課題
1/ 次の(a)〜(c)がそれぞれ本文の内容と合っているかを「はい」か「いいえ」で答え、判断の決め手となる本文の語句をそのまま引用してください。(a) CBMは、一定期間ごとに点検して整備する方式である。(b) CBMでは、人手による定期検査が不要となる。(c) TBMには、保全計画の立案が容易という利点がある。
2/ 本文を「車両や地上設備にモニタリング機能を搭載しメンテナンス性向上!」という語句のあるところから書き写し、「する予防型の整備点検方式だ。」の後で止めてください。

本文
• • • • • • •

車両や地上設備にモニタリング機能を搭載しメンテナンス性向上!

 4つ目のコンセプトの「メンテナンスの革新」は、メンテナンス性を向上させ、より安全・安定性のある運行を実現するためのものだ。「台車モニタリング」だけでなく、そのほかにも車両の各種機器や、地上設備などをモニタリングする装置が搭載される。「ALFA-X」の試験走行を通じてデータを収集し、それらを活用してさらなる安全・安定輸送を目指すという。

 それに加え、故障を未然に防止する点検方式の「CBM」(*1)の実現も目指すとしている。CBMとは、車体各所にセンサーを設置して状態を常時把握し、故障の予兆を早期発見して故障が発生しないようにする予防型の整備点検方式だ。

 従来の定期点検型は「TBM」(*2)と呼ばれ、保全計画の立案が容易という大きなメリットがあるが、点検直後であっても故障が発生することもあるし、突発的な故障への対応が困難な上、安全性を重視するほどその部品の寿命期間を多く残しての交換や期間の短い点検を必要とするようになるなど、コスト増につながっていた。

 CBMの場合、各種センサーや計測機器などの新設・追加を必要としてコストが増加する部分もあるが、一方で人手による定期検査が不要となる。またセンサーなどから得られた膨大なデータを判定する作業が必要なことがこれまではCBMの実現を困難としていたが、近年のIT技術の進展によって可能になったという。

※1 CBM:Condition Based Maintenanceの略で、「状態基準保全」を意味する。時間にとらわれず、センサーなどのデータから故障の予兆をとらえて保全していく方式
※2 TBM:Time Based Maintenanceの略で、「時間基準保全」を意味する。定期点検など、一定期間ごとに点検して整備する方式

 現行車両のうち、冒頭で紹介した第1世代の試験車両「STAR21」のデータを反映させて開発したのが「E2系」~「E4系」で、第2世代の「FASTECH360」から開発されたのが「E5系」~「E7系」。今回の「ALFA-X」をベースとした車両はおそらく「E8系」ということになるものと予想される。「ALFA-X」での開発は2020年代半ばぐらいまで続くと思われ、おそらく「E8系」は2020年代後半に出てくるのではないだろうか? 環境に配慮しつつも、さらに乗り心地もよくて最高速度も時速40kmアップという次世代新幹線。どのような新幹線が開発されるのか、「ALFA-X」から想像しつつ乗れる日を楽しみに待とう。

• • • • • • •

抜粋した行
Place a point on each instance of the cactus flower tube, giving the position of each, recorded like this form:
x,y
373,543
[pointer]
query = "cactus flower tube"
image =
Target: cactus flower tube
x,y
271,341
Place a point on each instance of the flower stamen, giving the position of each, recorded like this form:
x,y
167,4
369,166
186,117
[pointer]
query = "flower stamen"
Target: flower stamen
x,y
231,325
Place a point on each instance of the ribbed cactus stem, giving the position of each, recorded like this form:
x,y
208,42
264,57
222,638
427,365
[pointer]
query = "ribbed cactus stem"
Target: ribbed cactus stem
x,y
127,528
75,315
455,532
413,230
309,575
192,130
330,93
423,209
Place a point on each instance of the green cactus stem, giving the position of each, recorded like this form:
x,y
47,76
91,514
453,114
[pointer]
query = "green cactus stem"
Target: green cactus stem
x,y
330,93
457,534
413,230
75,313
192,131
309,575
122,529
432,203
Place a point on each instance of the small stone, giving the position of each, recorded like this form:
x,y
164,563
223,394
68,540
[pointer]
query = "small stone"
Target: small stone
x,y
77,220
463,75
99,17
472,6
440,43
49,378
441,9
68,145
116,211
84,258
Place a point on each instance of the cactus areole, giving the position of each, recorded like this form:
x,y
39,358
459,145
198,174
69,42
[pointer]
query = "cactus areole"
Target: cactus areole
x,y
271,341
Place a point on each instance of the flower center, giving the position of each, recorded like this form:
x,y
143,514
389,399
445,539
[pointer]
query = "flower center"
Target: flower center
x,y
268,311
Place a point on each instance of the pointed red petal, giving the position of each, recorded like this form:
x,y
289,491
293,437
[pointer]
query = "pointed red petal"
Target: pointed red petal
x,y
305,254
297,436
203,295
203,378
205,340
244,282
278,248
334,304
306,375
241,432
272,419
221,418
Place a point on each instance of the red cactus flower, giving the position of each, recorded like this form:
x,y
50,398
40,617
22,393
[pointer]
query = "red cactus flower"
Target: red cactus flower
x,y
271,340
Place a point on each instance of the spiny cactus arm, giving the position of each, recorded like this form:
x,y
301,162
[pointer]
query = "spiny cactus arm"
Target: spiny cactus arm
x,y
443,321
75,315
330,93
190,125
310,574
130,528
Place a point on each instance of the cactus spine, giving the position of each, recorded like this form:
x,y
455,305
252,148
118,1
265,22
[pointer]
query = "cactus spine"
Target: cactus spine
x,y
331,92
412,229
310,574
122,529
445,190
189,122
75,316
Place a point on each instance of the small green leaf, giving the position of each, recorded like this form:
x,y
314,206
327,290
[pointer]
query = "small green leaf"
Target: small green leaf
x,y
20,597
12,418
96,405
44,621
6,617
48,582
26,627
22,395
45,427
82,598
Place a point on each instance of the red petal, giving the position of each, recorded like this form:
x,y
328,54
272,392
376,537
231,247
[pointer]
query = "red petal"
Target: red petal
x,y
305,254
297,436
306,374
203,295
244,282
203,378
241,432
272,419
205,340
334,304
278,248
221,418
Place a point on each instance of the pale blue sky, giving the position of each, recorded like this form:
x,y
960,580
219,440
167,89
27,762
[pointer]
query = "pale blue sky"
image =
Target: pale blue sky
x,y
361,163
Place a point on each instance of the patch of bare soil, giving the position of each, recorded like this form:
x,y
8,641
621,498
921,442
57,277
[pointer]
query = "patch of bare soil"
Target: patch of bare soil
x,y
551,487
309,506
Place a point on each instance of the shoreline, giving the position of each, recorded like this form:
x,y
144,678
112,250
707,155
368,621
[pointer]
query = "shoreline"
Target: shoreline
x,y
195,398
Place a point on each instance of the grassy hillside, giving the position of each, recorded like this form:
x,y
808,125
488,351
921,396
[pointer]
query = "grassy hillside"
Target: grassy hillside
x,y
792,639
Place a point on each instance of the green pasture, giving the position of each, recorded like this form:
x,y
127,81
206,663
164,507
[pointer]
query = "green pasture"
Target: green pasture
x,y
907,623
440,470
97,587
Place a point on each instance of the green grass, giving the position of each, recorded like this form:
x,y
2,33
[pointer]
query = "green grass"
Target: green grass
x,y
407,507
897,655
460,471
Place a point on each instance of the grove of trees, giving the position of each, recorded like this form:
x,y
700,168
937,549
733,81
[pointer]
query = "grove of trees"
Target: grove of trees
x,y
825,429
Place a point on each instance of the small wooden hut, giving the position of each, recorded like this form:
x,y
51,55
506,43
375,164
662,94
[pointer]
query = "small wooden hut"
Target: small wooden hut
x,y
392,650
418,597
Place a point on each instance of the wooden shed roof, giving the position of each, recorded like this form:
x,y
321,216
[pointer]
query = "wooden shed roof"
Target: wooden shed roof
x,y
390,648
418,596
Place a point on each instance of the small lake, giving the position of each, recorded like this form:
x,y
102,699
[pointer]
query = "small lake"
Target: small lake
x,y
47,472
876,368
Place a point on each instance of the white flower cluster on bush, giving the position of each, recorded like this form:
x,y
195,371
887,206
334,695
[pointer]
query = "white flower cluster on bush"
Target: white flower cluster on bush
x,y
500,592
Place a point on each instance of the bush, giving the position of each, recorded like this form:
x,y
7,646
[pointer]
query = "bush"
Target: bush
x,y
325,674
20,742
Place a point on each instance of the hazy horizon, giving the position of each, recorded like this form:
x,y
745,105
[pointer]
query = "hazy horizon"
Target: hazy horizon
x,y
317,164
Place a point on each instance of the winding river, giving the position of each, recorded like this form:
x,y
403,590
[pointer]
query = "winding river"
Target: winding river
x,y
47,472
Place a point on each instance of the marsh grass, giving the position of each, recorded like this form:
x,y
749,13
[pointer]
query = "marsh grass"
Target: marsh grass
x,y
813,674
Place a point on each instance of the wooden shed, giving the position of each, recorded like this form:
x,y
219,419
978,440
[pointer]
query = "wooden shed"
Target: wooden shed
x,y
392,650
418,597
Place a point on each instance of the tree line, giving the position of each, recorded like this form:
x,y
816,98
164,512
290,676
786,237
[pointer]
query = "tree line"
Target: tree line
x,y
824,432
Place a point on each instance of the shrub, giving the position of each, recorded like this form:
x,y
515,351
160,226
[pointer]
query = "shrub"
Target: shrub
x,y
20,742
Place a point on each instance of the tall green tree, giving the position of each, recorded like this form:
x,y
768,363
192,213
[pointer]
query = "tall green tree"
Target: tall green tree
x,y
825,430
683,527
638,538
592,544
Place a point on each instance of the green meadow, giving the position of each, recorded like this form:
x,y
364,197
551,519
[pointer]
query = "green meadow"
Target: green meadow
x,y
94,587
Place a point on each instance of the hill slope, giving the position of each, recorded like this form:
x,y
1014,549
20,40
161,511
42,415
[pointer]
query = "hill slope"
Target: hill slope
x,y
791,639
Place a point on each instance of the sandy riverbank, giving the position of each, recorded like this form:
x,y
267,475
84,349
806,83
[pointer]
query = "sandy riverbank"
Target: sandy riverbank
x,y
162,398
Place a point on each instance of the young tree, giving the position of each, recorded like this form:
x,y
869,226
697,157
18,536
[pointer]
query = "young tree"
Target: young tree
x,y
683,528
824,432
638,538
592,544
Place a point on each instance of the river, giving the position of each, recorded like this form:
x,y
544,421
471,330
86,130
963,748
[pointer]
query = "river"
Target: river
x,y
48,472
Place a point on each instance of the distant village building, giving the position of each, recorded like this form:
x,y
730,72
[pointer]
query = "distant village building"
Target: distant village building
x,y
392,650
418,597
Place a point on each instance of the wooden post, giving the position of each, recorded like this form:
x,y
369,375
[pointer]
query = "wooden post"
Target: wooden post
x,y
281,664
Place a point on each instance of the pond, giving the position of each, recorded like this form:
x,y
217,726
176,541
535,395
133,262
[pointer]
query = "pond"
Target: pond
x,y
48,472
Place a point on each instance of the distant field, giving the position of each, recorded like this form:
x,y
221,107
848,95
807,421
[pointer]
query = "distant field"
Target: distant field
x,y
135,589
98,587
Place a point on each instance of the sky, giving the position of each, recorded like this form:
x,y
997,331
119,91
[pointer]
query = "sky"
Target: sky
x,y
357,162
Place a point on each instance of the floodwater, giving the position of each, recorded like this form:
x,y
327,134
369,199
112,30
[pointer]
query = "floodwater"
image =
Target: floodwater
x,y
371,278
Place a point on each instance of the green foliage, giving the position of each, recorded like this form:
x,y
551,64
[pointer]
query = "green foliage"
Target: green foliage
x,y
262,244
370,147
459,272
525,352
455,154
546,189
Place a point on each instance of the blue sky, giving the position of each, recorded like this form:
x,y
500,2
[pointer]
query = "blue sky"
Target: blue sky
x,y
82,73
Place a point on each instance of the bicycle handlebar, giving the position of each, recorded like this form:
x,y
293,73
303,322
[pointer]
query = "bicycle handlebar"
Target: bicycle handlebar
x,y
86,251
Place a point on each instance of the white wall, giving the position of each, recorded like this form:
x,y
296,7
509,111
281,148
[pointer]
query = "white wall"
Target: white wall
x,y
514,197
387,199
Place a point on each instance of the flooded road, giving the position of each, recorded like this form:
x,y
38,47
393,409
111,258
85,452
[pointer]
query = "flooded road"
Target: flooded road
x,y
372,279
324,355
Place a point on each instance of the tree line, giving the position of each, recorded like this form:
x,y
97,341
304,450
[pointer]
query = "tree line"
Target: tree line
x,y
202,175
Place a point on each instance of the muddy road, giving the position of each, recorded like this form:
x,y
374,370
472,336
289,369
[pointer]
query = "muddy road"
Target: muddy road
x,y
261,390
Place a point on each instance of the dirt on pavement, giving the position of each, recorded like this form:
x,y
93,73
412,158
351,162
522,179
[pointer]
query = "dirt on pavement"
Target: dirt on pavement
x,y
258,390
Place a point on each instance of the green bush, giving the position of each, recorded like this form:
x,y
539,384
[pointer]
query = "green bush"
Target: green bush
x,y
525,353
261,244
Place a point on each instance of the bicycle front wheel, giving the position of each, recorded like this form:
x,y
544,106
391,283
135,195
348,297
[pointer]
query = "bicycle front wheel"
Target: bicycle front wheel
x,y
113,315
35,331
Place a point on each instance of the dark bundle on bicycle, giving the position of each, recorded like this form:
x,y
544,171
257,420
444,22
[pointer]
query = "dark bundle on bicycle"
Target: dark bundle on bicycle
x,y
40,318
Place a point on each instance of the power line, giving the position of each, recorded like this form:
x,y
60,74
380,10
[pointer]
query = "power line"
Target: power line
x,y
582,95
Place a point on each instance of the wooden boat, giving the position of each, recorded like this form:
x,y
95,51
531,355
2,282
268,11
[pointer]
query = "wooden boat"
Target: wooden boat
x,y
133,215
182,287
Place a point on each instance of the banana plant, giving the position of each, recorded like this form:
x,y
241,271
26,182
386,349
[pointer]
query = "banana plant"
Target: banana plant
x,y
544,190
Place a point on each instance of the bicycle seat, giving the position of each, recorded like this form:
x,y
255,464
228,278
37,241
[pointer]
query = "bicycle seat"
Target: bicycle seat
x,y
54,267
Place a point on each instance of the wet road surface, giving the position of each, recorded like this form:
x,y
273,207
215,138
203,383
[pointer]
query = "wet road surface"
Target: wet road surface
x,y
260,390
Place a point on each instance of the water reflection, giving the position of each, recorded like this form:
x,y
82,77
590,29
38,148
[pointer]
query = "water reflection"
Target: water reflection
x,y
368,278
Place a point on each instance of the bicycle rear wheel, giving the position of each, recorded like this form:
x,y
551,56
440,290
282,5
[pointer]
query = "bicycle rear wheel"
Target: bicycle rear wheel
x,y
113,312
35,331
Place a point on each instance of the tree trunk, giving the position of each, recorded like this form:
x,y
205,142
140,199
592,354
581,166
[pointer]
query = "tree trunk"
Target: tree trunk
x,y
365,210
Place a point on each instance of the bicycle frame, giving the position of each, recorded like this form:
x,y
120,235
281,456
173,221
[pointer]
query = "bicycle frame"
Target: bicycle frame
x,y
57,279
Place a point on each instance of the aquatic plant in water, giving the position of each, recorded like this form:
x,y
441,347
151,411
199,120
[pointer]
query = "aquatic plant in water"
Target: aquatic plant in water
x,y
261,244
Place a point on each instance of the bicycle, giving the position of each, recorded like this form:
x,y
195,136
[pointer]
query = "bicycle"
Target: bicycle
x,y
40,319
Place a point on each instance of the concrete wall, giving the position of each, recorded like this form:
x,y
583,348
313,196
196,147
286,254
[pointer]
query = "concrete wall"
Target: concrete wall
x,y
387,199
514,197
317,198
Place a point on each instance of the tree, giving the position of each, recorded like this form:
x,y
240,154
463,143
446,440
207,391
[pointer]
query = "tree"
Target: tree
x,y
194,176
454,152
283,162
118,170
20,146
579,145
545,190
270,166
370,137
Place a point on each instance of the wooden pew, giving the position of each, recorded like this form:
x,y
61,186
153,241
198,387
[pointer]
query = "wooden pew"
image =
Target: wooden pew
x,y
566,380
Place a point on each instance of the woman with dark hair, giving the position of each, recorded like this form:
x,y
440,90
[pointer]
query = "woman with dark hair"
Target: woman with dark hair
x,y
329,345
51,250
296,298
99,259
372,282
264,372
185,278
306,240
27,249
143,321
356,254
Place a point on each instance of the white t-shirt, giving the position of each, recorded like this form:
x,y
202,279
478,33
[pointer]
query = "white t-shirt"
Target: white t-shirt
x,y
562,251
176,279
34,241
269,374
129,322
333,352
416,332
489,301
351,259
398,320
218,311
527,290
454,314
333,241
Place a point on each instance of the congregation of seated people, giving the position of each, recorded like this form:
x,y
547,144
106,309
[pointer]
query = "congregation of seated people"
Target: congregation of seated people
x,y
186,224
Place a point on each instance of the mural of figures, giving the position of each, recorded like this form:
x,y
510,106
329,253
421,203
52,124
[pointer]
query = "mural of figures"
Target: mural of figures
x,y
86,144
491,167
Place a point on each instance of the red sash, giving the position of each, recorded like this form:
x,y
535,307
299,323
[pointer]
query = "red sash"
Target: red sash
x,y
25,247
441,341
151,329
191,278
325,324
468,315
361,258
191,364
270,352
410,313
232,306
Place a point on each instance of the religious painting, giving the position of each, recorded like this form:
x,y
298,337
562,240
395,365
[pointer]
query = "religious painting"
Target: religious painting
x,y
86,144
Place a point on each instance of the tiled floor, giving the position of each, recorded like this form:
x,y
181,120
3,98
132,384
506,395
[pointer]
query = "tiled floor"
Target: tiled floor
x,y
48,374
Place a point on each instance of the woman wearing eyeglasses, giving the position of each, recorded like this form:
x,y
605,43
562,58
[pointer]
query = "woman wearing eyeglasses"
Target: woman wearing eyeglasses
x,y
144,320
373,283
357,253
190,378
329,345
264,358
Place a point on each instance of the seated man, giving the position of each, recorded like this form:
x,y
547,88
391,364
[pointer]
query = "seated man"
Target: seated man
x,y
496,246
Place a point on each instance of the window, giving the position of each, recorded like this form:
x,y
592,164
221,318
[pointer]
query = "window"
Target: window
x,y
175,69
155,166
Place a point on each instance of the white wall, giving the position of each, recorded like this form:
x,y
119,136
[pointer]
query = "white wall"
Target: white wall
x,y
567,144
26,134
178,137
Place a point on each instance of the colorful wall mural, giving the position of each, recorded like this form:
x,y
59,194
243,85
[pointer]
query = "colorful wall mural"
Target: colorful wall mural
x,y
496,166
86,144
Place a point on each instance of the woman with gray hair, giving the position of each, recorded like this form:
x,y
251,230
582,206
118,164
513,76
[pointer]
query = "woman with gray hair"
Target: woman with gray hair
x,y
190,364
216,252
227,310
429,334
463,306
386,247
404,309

• • • • • • •

最終結果
1/
(a) いいえ。「CBMとは、車体各所にセンサーを設置して状態を常時把握し、故障の予兆を早期発見して故障が発生しないようにする予防型の整備点検方式だ」
(b) はい。「一方で人手による定期検査が不要となる」
(c) はい。「保全計画の立案が容易という大きなメリットがある」

2/
車両や地上設備にモニタリング機能を搭載しメンテナンス性向上!

 4つ目のコンセプトの「メンテナンスの革新」は、メンテナンス性を向上させ、より安全・安定性のある運行を実現するためのものだ。「台車モニタリング」だけでなく、そのほかにも車両の各種機器や、地上設備などをモニタリングする装置が搭載される。「ALFA-X」の試験走行を通じてデータを収集し、それらを活用してさらなる安全・安定輸送を目指すという。

 それに加え、故障を未然に防止する点検方式の「CBM」(*1)の実現も目指すとしている。CBMとは、車体各所にセンサーを設置して状態を常時把握し、故障の予兆を早期発見して故障が発生しないようにする予防型の整備点検方式だ。